(Coordinate annotation entries)
===============
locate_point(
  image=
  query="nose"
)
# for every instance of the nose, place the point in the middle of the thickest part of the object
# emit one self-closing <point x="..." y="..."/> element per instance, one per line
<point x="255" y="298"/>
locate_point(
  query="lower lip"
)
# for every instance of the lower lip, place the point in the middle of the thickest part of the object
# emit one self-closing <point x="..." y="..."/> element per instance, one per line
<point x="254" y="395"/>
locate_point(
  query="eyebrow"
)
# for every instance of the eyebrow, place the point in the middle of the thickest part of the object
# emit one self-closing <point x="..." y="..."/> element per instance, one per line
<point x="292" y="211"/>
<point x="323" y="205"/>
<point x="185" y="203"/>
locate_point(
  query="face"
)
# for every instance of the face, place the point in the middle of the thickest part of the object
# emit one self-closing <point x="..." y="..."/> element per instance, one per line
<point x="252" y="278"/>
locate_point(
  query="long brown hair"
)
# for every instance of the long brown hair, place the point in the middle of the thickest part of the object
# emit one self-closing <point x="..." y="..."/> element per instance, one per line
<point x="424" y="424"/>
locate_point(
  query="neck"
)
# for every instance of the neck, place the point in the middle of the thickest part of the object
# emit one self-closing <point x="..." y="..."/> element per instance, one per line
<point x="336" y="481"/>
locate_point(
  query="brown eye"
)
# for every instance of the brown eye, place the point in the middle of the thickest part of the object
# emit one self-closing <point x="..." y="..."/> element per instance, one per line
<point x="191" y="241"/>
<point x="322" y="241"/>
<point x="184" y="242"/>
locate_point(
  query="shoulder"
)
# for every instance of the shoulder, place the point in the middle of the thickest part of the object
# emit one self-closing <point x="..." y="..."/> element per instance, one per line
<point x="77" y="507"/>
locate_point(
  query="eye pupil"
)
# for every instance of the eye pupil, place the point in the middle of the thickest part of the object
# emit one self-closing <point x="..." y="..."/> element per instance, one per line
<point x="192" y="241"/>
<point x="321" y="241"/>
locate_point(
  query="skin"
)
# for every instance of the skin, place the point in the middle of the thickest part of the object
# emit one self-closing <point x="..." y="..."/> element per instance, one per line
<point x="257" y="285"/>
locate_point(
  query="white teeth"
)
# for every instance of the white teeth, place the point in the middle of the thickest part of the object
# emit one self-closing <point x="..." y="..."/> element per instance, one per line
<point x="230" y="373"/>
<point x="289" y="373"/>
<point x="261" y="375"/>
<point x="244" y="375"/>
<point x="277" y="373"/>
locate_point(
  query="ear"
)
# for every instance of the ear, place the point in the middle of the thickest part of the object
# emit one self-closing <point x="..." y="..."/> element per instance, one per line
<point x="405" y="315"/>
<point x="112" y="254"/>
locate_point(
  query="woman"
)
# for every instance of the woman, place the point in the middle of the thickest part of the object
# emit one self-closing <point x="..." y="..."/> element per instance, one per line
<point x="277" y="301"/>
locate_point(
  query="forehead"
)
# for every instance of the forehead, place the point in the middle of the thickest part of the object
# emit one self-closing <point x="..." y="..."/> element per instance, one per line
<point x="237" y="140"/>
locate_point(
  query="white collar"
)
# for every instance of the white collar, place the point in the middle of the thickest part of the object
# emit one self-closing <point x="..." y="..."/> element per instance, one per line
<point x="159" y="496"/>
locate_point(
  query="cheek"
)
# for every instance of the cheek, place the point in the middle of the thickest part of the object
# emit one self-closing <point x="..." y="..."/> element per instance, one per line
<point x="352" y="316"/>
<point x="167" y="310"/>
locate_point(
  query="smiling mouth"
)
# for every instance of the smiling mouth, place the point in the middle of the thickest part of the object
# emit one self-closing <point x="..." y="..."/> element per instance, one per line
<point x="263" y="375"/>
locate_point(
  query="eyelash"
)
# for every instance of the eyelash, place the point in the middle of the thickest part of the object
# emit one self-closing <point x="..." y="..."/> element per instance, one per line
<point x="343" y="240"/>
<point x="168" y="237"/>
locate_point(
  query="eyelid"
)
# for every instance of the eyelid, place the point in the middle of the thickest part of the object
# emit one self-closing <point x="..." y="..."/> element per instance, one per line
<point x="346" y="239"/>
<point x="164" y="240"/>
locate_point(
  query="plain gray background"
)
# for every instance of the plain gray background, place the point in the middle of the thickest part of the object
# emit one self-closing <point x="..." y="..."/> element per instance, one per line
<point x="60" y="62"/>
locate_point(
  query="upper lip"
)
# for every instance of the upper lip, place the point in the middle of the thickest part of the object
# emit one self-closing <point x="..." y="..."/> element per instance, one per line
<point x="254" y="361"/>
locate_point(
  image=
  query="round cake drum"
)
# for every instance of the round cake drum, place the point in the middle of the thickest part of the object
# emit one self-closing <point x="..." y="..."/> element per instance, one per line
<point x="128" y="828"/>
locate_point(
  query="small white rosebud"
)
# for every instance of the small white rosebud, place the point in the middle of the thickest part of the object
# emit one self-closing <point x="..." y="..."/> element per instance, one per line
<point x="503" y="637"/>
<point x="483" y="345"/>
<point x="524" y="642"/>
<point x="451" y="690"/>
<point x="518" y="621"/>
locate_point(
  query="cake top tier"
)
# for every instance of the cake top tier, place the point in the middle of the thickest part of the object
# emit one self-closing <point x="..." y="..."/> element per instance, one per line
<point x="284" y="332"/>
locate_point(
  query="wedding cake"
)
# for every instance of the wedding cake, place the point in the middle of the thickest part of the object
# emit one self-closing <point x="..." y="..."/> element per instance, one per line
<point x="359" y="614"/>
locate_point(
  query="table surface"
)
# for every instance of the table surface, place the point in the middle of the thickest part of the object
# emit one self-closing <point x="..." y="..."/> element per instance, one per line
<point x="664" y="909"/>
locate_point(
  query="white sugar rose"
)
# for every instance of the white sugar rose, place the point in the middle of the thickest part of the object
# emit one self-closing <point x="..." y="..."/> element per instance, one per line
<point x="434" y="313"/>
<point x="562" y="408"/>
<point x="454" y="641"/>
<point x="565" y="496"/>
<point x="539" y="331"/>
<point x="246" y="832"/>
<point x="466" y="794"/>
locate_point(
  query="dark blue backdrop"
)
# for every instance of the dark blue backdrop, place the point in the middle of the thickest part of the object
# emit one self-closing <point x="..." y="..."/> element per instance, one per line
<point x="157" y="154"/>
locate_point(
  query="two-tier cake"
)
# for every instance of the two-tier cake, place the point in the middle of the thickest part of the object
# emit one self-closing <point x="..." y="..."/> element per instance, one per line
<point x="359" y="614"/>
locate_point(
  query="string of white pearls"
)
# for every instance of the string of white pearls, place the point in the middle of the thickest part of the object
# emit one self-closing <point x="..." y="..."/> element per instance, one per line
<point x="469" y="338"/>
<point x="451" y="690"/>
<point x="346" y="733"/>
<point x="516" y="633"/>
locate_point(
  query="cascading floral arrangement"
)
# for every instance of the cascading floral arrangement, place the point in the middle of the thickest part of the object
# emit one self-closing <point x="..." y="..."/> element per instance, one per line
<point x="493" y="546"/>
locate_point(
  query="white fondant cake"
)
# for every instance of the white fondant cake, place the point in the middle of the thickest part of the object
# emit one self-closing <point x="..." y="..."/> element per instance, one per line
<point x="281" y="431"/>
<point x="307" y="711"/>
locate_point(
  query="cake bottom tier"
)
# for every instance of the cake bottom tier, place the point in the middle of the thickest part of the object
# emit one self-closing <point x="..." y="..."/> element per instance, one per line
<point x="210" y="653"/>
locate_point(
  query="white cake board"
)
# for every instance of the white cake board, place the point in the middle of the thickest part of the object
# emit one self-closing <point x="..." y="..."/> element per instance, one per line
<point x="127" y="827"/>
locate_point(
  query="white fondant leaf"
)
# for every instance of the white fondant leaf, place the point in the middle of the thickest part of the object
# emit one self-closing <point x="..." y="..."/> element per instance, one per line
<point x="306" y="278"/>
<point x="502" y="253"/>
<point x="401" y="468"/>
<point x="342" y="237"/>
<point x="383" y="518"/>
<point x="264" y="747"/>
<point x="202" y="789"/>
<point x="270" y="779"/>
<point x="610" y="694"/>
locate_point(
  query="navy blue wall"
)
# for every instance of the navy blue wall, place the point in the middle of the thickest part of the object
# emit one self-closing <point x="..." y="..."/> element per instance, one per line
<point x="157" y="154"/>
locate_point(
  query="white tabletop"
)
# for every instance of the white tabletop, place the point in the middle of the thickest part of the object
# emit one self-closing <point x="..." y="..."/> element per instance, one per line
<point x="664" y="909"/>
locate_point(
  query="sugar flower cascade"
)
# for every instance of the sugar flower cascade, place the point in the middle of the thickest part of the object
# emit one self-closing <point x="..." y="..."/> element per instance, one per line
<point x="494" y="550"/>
===============
* Goal: How many lines in the material above contain the string "background"? Reply with the number alone.

* The output: 2